- [How to complete this task] Rewrite everything from the start of the lines down to and including the line with "positive clicks: (259, 95) (278, 121)", swapping "rough mask" for "draft mask" and leaving everything else as it is. Leave the pictures out.

- [Data excerpts]
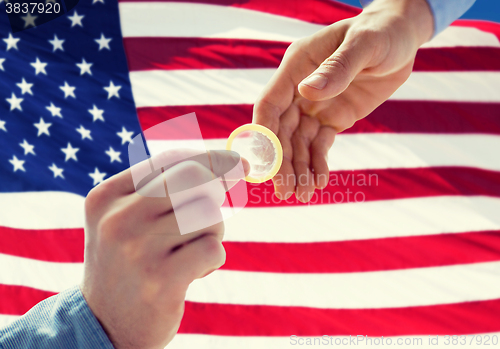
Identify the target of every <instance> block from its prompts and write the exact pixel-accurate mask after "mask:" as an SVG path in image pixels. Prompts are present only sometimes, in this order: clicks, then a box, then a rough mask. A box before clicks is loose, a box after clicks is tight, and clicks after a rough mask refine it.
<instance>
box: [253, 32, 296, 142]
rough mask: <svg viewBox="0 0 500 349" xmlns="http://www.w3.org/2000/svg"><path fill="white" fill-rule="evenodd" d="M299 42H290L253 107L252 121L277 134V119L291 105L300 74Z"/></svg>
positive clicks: (259, 95) (278, 121)
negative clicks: (297, 48)
mask: <svg viewBox="0 0 500 349" xmlns="http://www.w3.org/2000/svg"><path fill="white" fill-rule="evenodd" d="M298 46H300V43H299V42H294V43H292V44H291V45H290V46H289V47H288V49H287V50H286V52H285V56H284V57H283V60H282V62H281V64H280V66H279V67H278V69H277V70H276V72H275V73H274V75H273V76H272V77H271V80H269V82H268V83H267V85H266V86H265V87H264V89H263V90H262V92H261V94H260V95H259V97H258V98H257V101H256V102H255V105H254V108H253V123H256V124H260V125H262V126H265V127H267V128H268V129H270V130H271V131H273V132H274V133H275V134H278V130H279V119H280V117H281V115H282V114H283V113H284V112H285V111H286V110H287V109H288V107H289V106H290V105H291V103H292V101H293V99H294V96H295V92H296V86H297V84H298V83H299V82H300V81H301V80H302V79H301V78H300V76H301V75H302V74H300V72H301V70H302V69H301V68H302V67H301V63H303V57H300V56H301V55H302V54H301V52H300V50H299V49H297V47H298Z"/></svg>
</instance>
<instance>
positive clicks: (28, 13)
mask: <svg viewBox="0 0 500 349" xmlns="http://www.w3.org/2000/svg"><path fill="white" fill-rule="evenodd" d="M21 18H22V19H23V21H24V28H28V27H29V26H32V27H34V26H36V24H35V20H36V19H37V18H38V16H32V15H31V13H29V12H28V14H27V15H26V16H21Z"/></svg>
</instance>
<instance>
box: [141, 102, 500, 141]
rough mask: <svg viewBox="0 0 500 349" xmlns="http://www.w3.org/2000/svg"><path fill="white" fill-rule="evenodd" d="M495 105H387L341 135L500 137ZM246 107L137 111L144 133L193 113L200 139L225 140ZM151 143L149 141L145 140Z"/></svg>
mask: <svg viewBox="0 0 500 349" xmlns="http://www.w3.org/2000/svg"><path fill="white" fill-rule="evenodd" d="M499 107H500V104H498V103H455V102H423V101H387V102H385V103H383V104H382V105H381V106H380V107H378V108H377V109H375V111H373V112H372V113H371V114H370V115H369V116H367V117H366V118H364V119H362V120H360V121H358V122H356V123H355V124H354V126H353V127H351V128H350V129H347V130H346V131H344V133H349V134H350V133H378V132H383V133H446V134H455V133H460V134H464V133H483V134H494V135H500V118H499V115H498V110H499ZM252 108H253V106H252V105H250V104H235V105H190V106H171V107H146V108H138V109H137V112H138V116H139V122H140V124H141V127H142V129H143V130H147V129H148V128H150V127H153V126H155V125H157V124H159V123H161V122H163V121H166V120H170V119H172V118H175V117H178V116H181V115H185V114H188V113H192V112H195V113H196V117H197V119H198V123H199V125H200V129H201V132H202V134H203V137H204V139H212V138H227V137H229V135H230V134H231V132H232V131H233V130H234V129H235V128H237V127H238V126H241V125H243V124H246V123H250V122H252ZM149 139H151V138H149Z"/></svg>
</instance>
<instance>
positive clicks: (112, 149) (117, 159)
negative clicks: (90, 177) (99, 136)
mask: <svg viewBox="0 0 500 349" xmlns="http://www.w3.org/2000/svg"><path fill="white" fill-rule="evenodd" d="M105 153H106V154H107V155H108V156H109V158H110V159H109V161H110V162H113V161H118V162H122V159H120V154H121V152H119V151H115V150H114V149H113V148H111V147H109V150H106V151H105Z"/></svg>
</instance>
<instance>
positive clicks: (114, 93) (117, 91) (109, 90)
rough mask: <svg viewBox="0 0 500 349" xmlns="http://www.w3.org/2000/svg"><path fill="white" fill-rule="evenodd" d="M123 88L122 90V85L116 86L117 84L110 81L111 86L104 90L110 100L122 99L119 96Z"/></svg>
mask: <svg viewBox="0 0 500 349" xmlns="http://www.w3.org/2000/svg"><path fill="white" fill-rule="evenodd" d="M121 88H122V87H121V85H117V86H115V84H113V81H111V80H110V81H109V86H107V87H104V89H105V90H106V91H107V92H108V99H110V98H111V97H113V96H116V97H118V98H120V95H119V94H118V90H119V89H121Z"/></svg>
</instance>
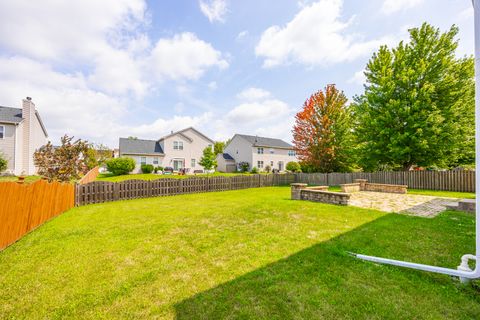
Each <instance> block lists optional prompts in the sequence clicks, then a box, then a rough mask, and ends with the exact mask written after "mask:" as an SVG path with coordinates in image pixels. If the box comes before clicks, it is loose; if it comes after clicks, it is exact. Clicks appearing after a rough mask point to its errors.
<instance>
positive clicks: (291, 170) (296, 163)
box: [286, 161, 302, 172]
mask: <svg viewBox="0 0 480 320" xmlns="http://www.w3.org/2000/svg"><path fill="white" fill-rule="evenodd" d="M286 169H287V170H288V171H291V172H302V168H301V167H300V164H299V163H298V162H295V161H290V162H289V163H287V166H286Z"/></svg>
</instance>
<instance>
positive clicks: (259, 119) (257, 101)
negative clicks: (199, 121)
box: [213, 88, 295, 141]
mask: <svg viewBox="0 0 480 320" xmlns="http://www.w3.org/2000/svg"><path fill="white" fill-rule="evenodd" d="M252 89H253V90H252ZM247 92H248V93H250V94H246V93H247ZM252 93H256V94H252ZM257 93H262V94H257ZM237 97H239V98H240V99H242V100H243V101H241V102H240V103H239V104H237V105H235V106H233V107H232V108H231V109H230V110H228V111H227V112H226V114H225V116H224V117H222V118H220V119H216V120H215V121H213V129H214V130H215V131H214V135H213V136H214V138H215V139H217V140H226V139H228V138H231V137H232V136H233V135H234V134H235V133H244V134H258V135H260V136H266V137H276V138H281V139H285V140H286V141H290V140H291V128H292V125H293V123H294V115H295V110H294V109H293V108H291V107H290V106H289V105H288V104H287V103H285V102H284V101H282V100H280V99H277V98H275V97H273V96H272V94H271V93H270V92H268V91H266V90H263V89H260V88H249V89H247V90H244V91H242V92H240V93H239V94H238V95H237Z"/></svg>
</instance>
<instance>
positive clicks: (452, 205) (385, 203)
mask: <svg viewBox="0 0 480 320" xmlns="http://www.w3.org/2000/svg"><path fill="white" fill-rule="evenodd" d="M458 201H460V199H456V198H442V197H433V196H423V195H413V194H396V193H384V192H370V191H360V192H354V193H352V194H351V197H350V205H352V206H357V207H362V208H368V209H376V210H380V211H384V212H397V213H404V214H410V215H415V216H420V217H426V218H432V217H435V216H436V215H438V214H439V213H440V212H442V211H444V210H445V209H446V208H447V206H456V205H457V204H458Z"/></svg>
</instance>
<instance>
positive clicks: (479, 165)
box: [352, 0, 480, 281]
mask: <svg viewBox="0 0 480 320" xmlns="http://www.w3.org/2000/svg"><path fill="white" fill-rule="evenodd" d="M472 4H473V12H474V28H475V30H474V34H475V195H476V196H475V242H476V243H475V251H476V254H475V256H473V255H464V256H463V257H462V263H461V264H460V266H459V267H458V269H450V268H442V267H436V266H430V265H426V264H419V263H413V262H406V261H399V260H392V259H386V258H379V257H373V256H366V255H363V254H356V253H352V255H354V256H355V257H357V258H359V259H363V260H367V261H372V262H377V263H383V264H390V265H395V266H400V267H405V268H411V269H417V270H422V271H428V272H436V273H443V274H448V275H451V276H457V277H460V279H461V280H462V281H465V279H476V278H480V214H479V212H480V204H479V201H480V197H479V193H480V156H479V155H480V0H472ZM471 258H474V260H476V261H477V263H475V270H473V271H472V270H470V268H469V267H468V259H471Z"/></svg>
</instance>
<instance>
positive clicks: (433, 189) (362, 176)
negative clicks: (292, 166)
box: [295, 171, 475, 192]
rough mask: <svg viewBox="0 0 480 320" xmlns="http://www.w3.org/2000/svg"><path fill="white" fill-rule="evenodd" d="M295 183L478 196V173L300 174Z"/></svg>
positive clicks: (366, 172) (339, 173)
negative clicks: (445, 192) (420, 191)
mask: <svg viewBox="0 0 480 320" xmlns="http://www.w3.org/2000/svg"><path fill="white" fill-rule="evenodd" d="M295 175H296V182H302V183H308V184H316V185H327V186H336V185H339V184H343V183H352V182H353V180H354V179H367V180H368V181H369V182H372V183H387V184H402V185H407V186H408V187H409V188H411V189H430V190H442V191H463V192H475V171H381V172H350V173H297V174H295Z"/></svg>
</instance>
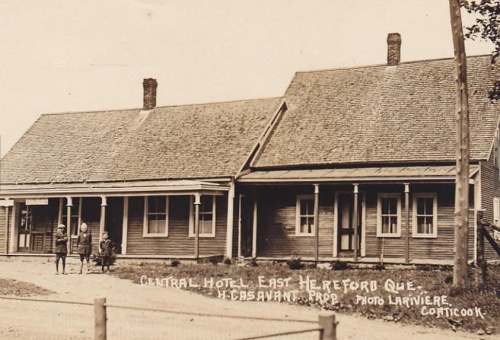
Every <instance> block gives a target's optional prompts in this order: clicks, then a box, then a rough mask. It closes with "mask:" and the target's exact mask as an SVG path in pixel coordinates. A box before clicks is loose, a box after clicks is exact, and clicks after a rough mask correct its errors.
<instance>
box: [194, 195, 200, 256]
mask: <svg viewBox="0 0 500 340" xmlns="http://www.w3.org/2000/svg"><path fill="white" fill-rule="evenodd" d="M200 205H201V195H200V194H195V195H194V258H195V260H198V258H199V257H200Z"/></svg>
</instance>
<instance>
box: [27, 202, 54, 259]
mask: <svg viewBox="0 0 500 340" xmlns="http://www.w3.org/2000/svg"><path fill="white" fill-rule="evenodd" d="M30 209H32V214H33V231H34V234H33V235H32V238H33V240H32V242H33V243H32V244H33V252H35V253H51V252H53V250H54V246H55V244H54V242H55V241H54V240H55V239H54V235H55V233H56V231H57V214H58V209H59V199H56V198H51V199H49V204H48V205H36V206H31V207H30ZM36 233H45V245H44V235H43V234H36Z"/></svg>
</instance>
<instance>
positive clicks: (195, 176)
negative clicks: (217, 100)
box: [1, 98, 282, 184]
mask: <svg viewBox="0 0 500 340" xmlns="http://www.w3.org/2000/svg"><path fill="white" fill-rule="evenodd" d="M281 100H282V99H280V98H270V99H258V100H244V101H235V102H224V103H211V104H199V105H185V106H169V107H157V108H155V109H154V110H152V111H149V113H148V111H144V112H143V113H141V110H117V111H102V112H81V113H65V114H47V115H42V116H41V117H40V118H39V119H38V120H37V121H36V122H35V123H34V124H33V126H32V127H31V128H30V129H29V130H28V131H27V132H26V133H25V134H24V136H23V137H22V138H21V139H20V140H19V141H18V142H17V143H16V144H15V145H14V147H13V148H12V149H11V150H10V151H9V152H8V153H7V155H6V156H5V157H4V158H3V159H2V163H1V166H2V168H1V170H2V171H1V182H2V184H9V183H11V184H14V183H18V184H23V183H25V184H27V183H74V182H80V183H81V182H106V181H136V180H158V179H162V180H163V179H194V178H198V179H207V178H217V177H228V176H234V175H236V173H237V171H238V170H239V168H240V167H241V166H242V165H243V163H244V162H245V161H246V159H247V157H248V156H249V154H250V153H251V151H252V149H253V147H254V145H255V143H256V141H257V140H258V137H259V136H260V134H261V133H262V131H263V129H264V127H265V126H266V125H267V124H268V122H269V120H270V119H271V117H272V116H273V114H274V113H275V112H276V111H277V109H278V107H279V104H280V102H281Z"/></svg>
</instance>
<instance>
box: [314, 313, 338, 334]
mask: <svg viewBox="0 0 500 340" xmlns="http://www.w3.org/2000/svg"><path fill="white" fill-rule="evenodd" d="M318 323H319V326H320V327H321V328H323V330H322V331H320V335H319V339H320V340H337V324H336V323H335V313H323V314H320V315H319V320H318Z"/></svg>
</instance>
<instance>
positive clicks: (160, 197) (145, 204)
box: [143, 196, 168, 237]
mask: <svg viewBox="0 0 500 340" xmlns="http://www.w3.org/2000/svg"><path fill="white" fill-rule="evenodd" d="M143 236H151V237H165V236H168V196H148V197H146V199H145V200H144V231H143Z"/></svg>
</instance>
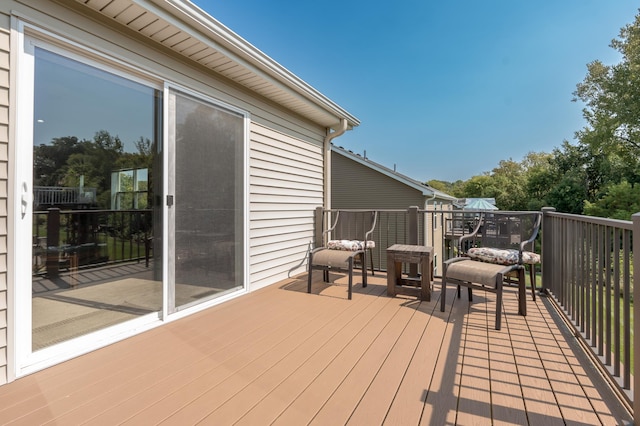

- [Your response]
Identify the target of every <instance> block from its prompts and write the exact pixel-accurate mask after "mask:" as an SVG path in image pixels. Prompts are present only sometimes, in this order: clicks, then a box, then a draft mask. A box before clicks is loose, a box after clicks is tight, and clicks after a draft mask refine it.
<instance>
box: [253, 32, 296, 142]
draft mask: <svg viewBox="0 0 500 349" xmlns="http://www.w3.org/2000/svg"><path fill="white" fill-rule="evenodd" d="M299 42H290L253 107L252 121L277 134V119L291 105L300 74Z"/></svg>
positive clicks: (259, 95) (278, 121)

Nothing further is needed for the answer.